### SELECTION

=====

Review: Kilchoman Machir Bay

Like the jagged remnants of The Wreck of the Patti in Machir Bay, the nose of this Kilchoman pokes its head defiantly above the rolling waves of whisky as I swirl the liquid around. Aromas of peat and ocean waves come unforgiving like the sea itself, long before I nose the glass. A trickle of hope flutters into my mind, will this be a peat-full wonder that has not yet gone up massively in price?

Let’s dramble on and find out!

Tasting Notes: Kilchoman Machir Bay


ABV: 46% (92 proof)

Age: NAS

Distillery: Kilchoman Distillery

Owned by: Anthony Wills (family-owned)

Category: Islay Single Malt Scotch Whisky

Awards: IWSC Gold (2022), IWSC Silver (2017), The Spirits Business Gold (2019, 2022) International Spirits Challenge Gold (2022)

Chill-Filtered: No

Natural Colour: Yes


An eventful day behind me, it’s finally time to sit back and relax. What better way to do just that than with a nice dram! Jacob Banks is playing in the background while I’m lounging back in my chair, keyboard on my lap. I’ve poured two ounces of Machir Bay neat into my Glencairn, ready to dive into this wee review of mine.


You can’t see the bogs for the peat with this one at first. Thick whisps of it come pouring out of the glass, as if it’s warning you to approach with caution. But like most things that bark, it doesn’t bite. As you approach you start getting softer tones of vanilla, thick custard, and honey from the comb. There’s some caramel fudge hidden in there as well and I find that the more I go back to the glass, the less peat I pick up. I seem to become more tuned in to the sweeter side of this dram. A drop of water reveals some moss and the earth underneath. A smell reminiscent of playing in the forest as a child, right before the morning dew wore off.

=====

Transcribe the Kilchoman Machir Bay review in full, word for word. Rely only on the whisky review for what follows.

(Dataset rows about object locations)
=====

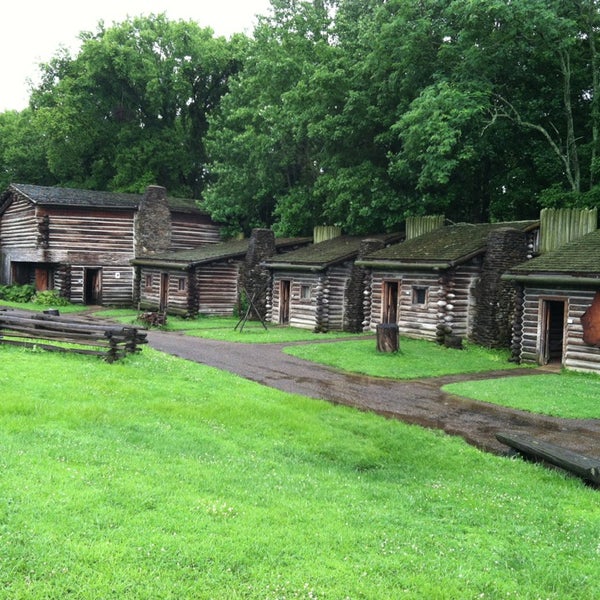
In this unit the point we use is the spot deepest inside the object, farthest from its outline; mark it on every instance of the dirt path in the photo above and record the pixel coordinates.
(418, 402)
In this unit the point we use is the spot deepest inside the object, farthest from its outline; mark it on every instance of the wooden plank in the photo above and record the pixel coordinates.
(585, 467)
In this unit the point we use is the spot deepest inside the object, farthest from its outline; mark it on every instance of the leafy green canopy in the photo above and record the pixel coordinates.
(361, 113)
(131, 108)
(357, 113)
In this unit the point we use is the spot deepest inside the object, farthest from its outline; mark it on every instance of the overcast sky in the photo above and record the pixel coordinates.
(32, 30)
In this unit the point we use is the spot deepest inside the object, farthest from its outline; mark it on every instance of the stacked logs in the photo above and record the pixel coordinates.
(56, 333)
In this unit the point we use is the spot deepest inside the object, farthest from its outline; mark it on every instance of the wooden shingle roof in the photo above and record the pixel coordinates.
(579, 259)
(441, 248)
(324, 254)
(70, 197)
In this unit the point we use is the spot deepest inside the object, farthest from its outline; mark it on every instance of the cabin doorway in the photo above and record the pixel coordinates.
(390, 302)
(92, 286)
(164, 292)
(552, 331)
(285, 286)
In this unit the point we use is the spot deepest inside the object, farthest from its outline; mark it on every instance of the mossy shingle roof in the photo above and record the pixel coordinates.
(442, 247)
(578, 258)
(182, 259)
(324, 254)
(70, 197)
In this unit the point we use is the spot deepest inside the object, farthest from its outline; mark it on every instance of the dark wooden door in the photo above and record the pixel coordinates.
(164, 291)
(390, 301)
(284, 301)
(92, 286)
(42, 279)
(553, 331)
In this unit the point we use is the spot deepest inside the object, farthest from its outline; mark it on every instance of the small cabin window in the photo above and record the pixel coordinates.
(419, 295)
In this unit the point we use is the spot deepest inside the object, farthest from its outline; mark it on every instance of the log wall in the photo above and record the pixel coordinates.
(90, 231)
(116, 284)
(324, 309)
(448, 306)
(217, 287)
(19, 225)
(303, 312)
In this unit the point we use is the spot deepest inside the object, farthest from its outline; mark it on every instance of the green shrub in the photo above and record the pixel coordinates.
(49, 298)
(17, 293)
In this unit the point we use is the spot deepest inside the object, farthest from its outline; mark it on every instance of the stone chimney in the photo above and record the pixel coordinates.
(254, 278)
(495, 299)
(152, 228)
(357, 284)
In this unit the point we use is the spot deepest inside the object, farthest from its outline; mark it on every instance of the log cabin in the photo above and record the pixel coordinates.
(208, 280)
(445, 284)
(557, 317)
(80, 242)
(319, 287)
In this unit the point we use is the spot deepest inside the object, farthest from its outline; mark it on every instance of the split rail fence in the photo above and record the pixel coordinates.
(69, 334)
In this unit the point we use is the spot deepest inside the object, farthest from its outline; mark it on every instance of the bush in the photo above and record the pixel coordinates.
(17, 293)
(49, 298)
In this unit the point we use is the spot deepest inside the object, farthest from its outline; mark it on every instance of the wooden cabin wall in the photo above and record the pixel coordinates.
(577, 355)
(108, 233)
(178, 294)
(217, 287)
(336, 283)
(116, 283)
(448, 301)
(149, 288)
(419, 320)
(190, 231)
(302, 311)
(19, 226)
(19, 233)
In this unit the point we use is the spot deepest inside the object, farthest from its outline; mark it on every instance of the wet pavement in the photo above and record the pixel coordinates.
(419, 402)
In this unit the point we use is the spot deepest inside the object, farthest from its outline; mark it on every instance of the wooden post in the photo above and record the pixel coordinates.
(387, 337)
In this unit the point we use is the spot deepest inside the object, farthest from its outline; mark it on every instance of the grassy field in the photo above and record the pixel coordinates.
(157, 478)
(416, 358)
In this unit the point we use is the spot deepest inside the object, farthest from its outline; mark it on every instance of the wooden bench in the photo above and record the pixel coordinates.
(82, 336)
(586, 467)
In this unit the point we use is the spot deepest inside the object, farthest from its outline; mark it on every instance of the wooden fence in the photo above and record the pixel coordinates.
(69, 334)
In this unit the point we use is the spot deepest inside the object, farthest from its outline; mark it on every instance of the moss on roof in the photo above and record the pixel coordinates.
(452, 244)
(207, 253)
(580, 257)
(57, 196)
(325, 253)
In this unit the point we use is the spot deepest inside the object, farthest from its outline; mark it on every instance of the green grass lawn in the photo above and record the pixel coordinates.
(224, 328)
(568, 395)
(155, 477)
(416, 358)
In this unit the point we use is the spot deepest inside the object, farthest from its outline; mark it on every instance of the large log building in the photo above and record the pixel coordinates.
(81, 242)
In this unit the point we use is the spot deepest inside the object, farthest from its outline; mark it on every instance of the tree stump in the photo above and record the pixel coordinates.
(387, 337)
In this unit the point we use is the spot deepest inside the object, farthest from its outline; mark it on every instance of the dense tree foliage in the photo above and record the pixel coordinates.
(349, 112)
(132, 107)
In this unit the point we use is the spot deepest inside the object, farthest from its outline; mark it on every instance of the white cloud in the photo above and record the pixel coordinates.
(32, 31)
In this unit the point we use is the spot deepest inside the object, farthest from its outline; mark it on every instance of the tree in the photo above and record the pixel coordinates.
(264, 163)
(132, 107)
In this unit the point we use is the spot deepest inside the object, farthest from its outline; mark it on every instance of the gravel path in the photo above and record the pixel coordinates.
(418, 402)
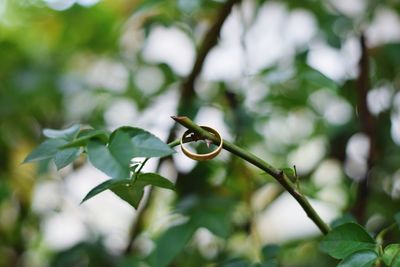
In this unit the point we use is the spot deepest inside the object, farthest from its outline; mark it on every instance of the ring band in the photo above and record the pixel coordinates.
(202, 157)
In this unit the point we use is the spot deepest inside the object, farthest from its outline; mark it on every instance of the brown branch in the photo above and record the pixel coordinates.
(209, 41)
(187, 94)
(367, 125)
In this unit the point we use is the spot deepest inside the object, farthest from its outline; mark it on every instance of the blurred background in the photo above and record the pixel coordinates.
(313, 84)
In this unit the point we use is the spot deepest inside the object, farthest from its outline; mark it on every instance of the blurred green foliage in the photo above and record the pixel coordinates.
(46, 57)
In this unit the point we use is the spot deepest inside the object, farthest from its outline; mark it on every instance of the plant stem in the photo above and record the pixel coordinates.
(279, 175)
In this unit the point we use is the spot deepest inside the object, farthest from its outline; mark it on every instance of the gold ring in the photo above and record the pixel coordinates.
(202, 157)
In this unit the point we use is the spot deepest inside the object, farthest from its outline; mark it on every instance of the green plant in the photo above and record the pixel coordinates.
(113, 152)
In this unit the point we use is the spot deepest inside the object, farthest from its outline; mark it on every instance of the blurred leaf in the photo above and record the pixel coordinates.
(66, 156)
(391, 255)
(68, 134)
(346, 239)
(156, 180)
(213, 213)
(346, 218)
(397, 219)
(132, 194)
(171, 243)
(113, 162)
(316, 78)
(45, 150)
(144, 143)
(290, 173)
(269, 255)
(363, 258)
(86, 135)
(104, 186)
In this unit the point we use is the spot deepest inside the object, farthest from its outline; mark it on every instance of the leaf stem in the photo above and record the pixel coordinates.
(279, 175)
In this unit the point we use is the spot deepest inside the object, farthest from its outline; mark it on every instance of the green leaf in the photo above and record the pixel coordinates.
(316, 78)
(269, 255)
(346, 218)
(66, 156)
(132, 194)
(68, 134)
(156, 180)
(121, 148)
(346, 239)
(45, 150)
(104, 186)
(391, 255)
(290, 173)
(363, 258)
(213, 213)
(86, 135)
(171, 243)
(112, 160)
(144, 143)
(397, 219)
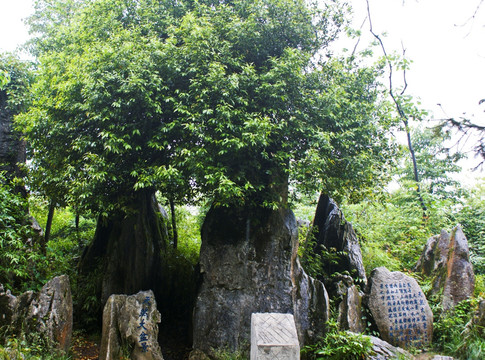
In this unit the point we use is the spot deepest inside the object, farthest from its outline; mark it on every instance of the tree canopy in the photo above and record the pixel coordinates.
(226, 100)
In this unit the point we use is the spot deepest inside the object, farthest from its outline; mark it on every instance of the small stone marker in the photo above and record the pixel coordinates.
(274, 337)
(400, 309)
(131, 322)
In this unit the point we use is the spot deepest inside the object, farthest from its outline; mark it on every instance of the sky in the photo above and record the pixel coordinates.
(445, 39)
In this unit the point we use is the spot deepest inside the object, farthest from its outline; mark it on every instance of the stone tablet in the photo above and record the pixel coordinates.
(400, 309)
(273, 336)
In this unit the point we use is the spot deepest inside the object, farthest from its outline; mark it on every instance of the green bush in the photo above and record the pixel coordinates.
(454, 334)
(19, 253)
(339, 345)
(34, 349)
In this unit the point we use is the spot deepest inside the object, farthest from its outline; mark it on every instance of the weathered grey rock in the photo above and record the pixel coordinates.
(48, 313)
(130, 323)
(332, 231)
(382, 350)
(248, 264)
(400, 309)
(8, 303)
(446, 258)
(273, 336)
(350, 311)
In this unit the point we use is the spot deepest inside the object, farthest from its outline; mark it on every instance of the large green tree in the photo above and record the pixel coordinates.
(226, 100)
(230, 99)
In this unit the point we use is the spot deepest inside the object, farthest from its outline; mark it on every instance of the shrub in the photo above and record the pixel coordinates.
(339, 345)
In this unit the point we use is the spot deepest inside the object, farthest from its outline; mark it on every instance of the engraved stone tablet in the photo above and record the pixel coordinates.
(400, 309)
(273, 336)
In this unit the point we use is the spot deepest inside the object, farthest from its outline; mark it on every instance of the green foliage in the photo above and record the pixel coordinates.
(339, 345)
(224, 99)
(224, 354)
(15, 79)
(436, 163)
(33, 349)
(392, 227)
(452, 335)
(19, 256)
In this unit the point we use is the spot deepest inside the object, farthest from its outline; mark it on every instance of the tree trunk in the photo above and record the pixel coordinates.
(48, 226)
(174, 224)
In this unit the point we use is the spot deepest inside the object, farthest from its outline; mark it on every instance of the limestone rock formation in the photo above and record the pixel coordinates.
(48, 313)
(248, 264)
(130, 324)
(333, 233)
(446, 258)
(400, 309)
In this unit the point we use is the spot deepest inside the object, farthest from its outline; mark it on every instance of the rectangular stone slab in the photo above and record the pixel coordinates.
(273, 336)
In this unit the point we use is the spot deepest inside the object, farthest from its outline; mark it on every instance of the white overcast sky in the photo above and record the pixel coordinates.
(446, 45)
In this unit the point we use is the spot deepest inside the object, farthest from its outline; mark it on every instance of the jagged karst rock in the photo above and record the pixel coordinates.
(350, 310)
(8, 302)
(332, 231)
(382, 350)
(129, 248)
(399, 309)
(446, 258)
(47, 313)
(130, 324)
(248, 264)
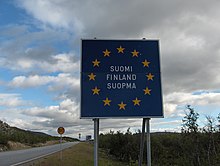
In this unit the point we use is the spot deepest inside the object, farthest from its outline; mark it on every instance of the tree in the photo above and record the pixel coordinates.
(190, 124)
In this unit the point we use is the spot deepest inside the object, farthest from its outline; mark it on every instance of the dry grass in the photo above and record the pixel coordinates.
(78, 155)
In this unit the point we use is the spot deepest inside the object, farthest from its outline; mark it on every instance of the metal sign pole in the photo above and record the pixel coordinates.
(142, 143)
(148, 143)
(96, 141)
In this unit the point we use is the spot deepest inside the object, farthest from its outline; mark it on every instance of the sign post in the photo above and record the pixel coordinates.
(96, 141)
(61, 131)
(120, 79)
(148, 143)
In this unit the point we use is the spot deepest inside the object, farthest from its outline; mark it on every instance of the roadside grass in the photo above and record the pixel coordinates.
(78, 155)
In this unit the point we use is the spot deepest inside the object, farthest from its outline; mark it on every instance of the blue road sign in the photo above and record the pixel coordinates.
(120, 78)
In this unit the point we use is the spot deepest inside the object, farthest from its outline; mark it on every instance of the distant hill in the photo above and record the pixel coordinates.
(28, 138)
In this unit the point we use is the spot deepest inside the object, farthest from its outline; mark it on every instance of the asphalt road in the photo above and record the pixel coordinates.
(13, 158)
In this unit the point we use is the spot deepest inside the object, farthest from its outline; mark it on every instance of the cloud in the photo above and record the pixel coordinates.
(11, 100)
(58, 82)
(26, 50)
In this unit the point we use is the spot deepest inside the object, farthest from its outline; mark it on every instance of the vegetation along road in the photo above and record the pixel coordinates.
(22, 156)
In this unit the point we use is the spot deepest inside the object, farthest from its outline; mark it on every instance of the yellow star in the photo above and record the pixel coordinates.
(136, 101)
(92, 76)
(106, 101)
(146, 63)
(106, 52)
(120, 49)
(95, 63)
(135, 53)
(150, 76)
(122, 106)
(95, 91)
(147, 91)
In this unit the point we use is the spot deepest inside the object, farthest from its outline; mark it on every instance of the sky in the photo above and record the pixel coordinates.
(40, 54)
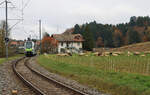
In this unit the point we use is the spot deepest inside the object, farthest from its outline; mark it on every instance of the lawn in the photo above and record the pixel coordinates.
(2, 60)
(122, 75)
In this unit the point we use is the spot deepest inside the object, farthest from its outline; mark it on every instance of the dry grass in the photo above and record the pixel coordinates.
(118, 75)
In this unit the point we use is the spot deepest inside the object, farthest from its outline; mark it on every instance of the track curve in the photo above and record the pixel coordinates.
(60, 86)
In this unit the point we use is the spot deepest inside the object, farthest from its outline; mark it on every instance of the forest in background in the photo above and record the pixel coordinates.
(97, 35)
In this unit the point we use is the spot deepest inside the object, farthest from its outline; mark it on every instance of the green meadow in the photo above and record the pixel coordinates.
(117, 75)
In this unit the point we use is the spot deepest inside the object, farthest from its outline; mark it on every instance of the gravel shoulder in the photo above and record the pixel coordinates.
(9, 81)
(33, 64)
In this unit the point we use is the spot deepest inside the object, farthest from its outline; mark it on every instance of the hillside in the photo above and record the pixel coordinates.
(140, 47)
(99, 35)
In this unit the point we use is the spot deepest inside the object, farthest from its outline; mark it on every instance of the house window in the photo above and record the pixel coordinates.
(68, 44)
(61, 43)
(78, 43)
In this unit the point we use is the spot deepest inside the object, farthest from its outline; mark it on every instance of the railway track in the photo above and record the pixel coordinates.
(39, 83)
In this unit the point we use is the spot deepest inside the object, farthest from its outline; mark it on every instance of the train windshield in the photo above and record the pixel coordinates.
(28, 44)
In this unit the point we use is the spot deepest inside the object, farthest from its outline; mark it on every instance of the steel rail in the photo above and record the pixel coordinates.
(55, 81)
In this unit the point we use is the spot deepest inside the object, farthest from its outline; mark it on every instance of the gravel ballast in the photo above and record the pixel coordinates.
(64, 80)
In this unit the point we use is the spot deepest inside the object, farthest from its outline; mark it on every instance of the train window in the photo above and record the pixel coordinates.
(28, 44)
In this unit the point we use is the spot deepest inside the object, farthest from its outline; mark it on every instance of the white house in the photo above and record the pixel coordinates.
(69, 42)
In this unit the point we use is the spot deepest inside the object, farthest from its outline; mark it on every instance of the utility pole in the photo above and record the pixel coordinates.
(40, 36)
(6, 30)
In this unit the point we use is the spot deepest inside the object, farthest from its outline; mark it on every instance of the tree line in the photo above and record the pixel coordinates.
(98, 35)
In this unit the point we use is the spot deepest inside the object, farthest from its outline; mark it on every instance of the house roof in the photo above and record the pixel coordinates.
(13, 42)
(68, 37)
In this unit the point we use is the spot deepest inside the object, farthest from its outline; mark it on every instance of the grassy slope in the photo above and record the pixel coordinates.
(141, 47)
(81, 70)
(2, 60)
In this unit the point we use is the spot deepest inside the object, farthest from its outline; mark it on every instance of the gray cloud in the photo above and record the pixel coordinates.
(62, 14)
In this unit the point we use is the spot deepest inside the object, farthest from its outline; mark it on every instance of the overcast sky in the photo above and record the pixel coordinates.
(58, 15)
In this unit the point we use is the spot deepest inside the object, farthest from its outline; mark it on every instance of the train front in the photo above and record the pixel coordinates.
(29, 48)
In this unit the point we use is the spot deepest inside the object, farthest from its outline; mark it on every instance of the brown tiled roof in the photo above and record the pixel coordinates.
(68, 37)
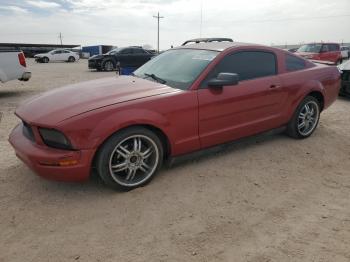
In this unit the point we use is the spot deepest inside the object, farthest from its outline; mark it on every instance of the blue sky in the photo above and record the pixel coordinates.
(125, 22)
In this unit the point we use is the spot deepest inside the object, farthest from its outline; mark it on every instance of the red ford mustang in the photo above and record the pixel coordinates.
(185, 99)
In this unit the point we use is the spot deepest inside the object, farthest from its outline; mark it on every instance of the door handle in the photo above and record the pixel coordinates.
(274, 86)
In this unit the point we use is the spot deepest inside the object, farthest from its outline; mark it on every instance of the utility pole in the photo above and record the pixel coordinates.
(158, 18)
(201, 22)
(60, 37)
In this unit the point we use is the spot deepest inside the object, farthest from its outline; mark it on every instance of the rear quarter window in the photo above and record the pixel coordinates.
(294, 63)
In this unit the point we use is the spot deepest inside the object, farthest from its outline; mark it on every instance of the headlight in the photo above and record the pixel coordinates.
(54, 138)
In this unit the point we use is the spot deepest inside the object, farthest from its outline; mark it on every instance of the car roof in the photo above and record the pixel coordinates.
(210, 39)
(216, 46)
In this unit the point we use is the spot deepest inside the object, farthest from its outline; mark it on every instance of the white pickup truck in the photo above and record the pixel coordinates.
(13, 66)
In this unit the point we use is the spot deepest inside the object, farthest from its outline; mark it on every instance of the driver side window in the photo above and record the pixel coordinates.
(126, 51)
(247, 64)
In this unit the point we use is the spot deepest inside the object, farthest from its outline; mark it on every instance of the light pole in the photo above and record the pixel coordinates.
(158, 18)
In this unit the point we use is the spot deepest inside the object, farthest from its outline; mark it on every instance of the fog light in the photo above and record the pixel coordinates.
(68, 162)
(63, 162)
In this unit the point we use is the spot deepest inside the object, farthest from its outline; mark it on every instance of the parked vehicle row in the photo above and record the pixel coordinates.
(185, 99)
(13, 66)
(345, 86)
(57, 55)
(329, 52)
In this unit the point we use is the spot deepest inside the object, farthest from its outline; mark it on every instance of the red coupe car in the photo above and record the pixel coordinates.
(185, 99)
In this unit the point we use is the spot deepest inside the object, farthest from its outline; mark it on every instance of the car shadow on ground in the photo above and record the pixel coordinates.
(95, 186)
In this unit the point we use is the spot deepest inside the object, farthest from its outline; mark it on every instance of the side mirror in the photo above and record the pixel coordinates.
(224, 79)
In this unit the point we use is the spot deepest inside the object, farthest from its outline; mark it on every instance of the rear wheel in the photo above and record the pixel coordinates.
(71, 59)
(108, 65)
(130, 158)
(305, 118)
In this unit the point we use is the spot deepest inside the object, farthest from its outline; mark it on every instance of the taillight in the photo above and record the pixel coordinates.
(22, 59)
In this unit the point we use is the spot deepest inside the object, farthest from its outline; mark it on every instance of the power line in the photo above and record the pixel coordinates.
(60, 37)
(158, 18)
(290, 19)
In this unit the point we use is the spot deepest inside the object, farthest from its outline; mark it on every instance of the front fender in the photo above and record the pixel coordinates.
(120, 120)
(90, 131)
(307, 88)
(3, 77)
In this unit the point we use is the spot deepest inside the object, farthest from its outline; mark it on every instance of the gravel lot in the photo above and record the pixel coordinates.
(266, 198)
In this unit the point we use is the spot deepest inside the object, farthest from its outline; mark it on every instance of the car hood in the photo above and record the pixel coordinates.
(62, 103)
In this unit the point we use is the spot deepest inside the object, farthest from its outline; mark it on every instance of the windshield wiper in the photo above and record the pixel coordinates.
(158, 79)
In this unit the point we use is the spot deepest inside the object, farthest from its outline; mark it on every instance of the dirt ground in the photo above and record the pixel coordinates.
(266, 198)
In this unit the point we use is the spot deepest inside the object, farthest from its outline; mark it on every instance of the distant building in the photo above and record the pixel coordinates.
(96, 50)
(30, 50)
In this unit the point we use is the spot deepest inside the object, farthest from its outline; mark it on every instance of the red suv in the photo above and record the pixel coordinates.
(329, 52)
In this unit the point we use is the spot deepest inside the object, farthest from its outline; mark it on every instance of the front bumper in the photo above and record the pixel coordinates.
(36, 156)
(38, 59)
(26, 76)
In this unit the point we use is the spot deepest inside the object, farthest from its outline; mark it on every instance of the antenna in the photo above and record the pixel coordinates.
(201, 21)
(158, 18)
(60, 37)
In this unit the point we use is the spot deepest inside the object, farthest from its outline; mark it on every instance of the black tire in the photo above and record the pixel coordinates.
(121, 152)
(294, 125)
(71, 59)
(108, 65)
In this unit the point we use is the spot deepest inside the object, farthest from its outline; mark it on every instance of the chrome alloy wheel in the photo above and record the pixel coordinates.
(308, 118)
(108, 66)
(134, 160)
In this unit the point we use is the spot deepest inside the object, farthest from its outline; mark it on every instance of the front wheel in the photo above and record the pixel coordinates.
(130, 158)
(108, 65)
(305, 118)
(71, 59)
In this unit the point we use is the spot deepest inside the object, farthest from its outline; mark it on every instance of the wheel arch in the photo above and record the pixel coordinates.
(319, 96)
(156, 130)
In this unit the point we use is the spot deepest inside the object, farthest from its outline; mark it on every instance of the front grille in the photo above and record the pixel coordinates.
(28, 131)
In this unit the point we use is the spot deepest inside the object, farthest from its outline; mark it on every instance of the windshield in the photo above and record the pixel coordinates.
(177, 68)
(310, 48)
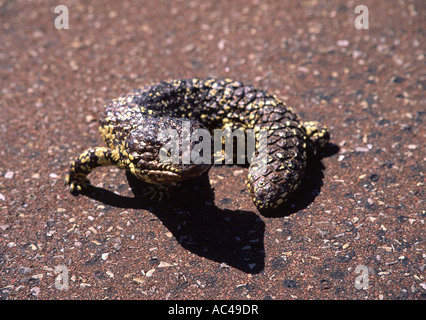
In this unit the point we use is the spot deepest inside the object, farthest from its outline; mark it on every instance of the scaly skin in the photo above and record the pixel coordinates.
(130, 126)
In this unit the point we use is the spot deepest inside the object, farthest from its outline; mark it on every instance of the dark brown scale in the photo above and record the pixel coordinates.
(216, 104)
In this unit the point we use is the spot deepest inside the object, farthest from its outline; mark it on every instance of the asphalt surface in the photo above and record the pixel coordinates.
(356, 228)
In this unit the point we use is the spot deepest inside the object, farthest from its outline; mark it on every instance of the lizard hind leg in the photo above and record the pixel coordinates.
(85, 163)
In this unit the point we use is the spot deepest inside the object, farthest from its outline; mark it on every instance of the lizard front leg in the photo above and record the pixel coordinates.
(86, 162)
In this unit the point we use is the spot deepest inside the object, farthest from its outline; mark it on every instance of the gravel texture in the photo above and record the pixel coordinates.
(360, 209)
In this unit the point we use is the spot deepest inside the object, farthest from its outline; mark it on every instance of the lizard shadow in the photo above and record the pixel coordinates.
(232, 237)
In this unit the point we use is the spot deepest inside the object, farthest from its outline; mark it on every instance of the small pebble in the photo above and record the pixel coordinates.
(9, 175)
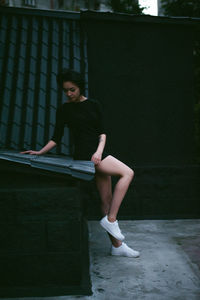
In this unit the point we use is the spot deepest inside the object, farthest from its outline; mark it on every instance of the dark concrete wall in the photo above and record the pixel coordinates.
(141, 69)
(142, 72)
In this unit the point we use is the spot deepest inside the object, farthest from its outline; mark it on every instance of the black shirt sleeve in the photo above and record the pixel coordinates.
(59, 126)
(101, 118)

=====

### RESULT OF THE TASK
Review: Kilchoman Machir Bay

Like the jagged remnants of The Wreck of the Patti in Machir Bay, the nose of this Kilchoman pokes its head defiantly above the rolling waves of whisky as I swirl the liquid around. Aromas of peat and ocean waves come unforgiving like the sea itself, long before I nose the glass. A trickle of hope flutters into my mind, will this be a peat-full wonder that has not yet gone up massively in price?

Let’s dramble on and find out!

Tasting Notes: Kilchoman Machir Bay


ABV: 46% (92 proof)

Age: NAS

Distillery: Kilchoman Distillery

Owned by: Anthony Wills (family-owned)

Category: Islay Single Malt Scotch Whisky

Awards: IWSC Gold (2022), IWSC Silver (2017), The Spirits Business Gold (2019, 2022) International Spirits Challenge Gold (2022)

Chill-Filtered: No

Natural Colour: Yes


An eventful day behind me, it’s finally time to sit back and relax. What better way to do just that than with a nice dram! Jacob Banks is playing in the background while I’m lounging back in my chair, keyboard on my lap. I’ve poured two ounces of Machir Bay neat into my Glencairn, ready to dive into this wee review of mine.


You can’t see the bogs for the peat with this one at first. Thick whisps of it come pouring out of the glass, as if it’s warning you to approach with caution. But like most things that bark, it doesn’t bite. As you approach you start getting softer tones of vanilla, thick custard, and honey from the comb. There’s some caramel fudge hidden in there as well and I find that the more I go back to the glass, the less peat I pick up. I seem to become more tuned in to the sweeter side of this dram. A drop of water reveals some moss and the earth underneath. A smell reminiscent of playing in the forest as a child, right before the morning dew wore off.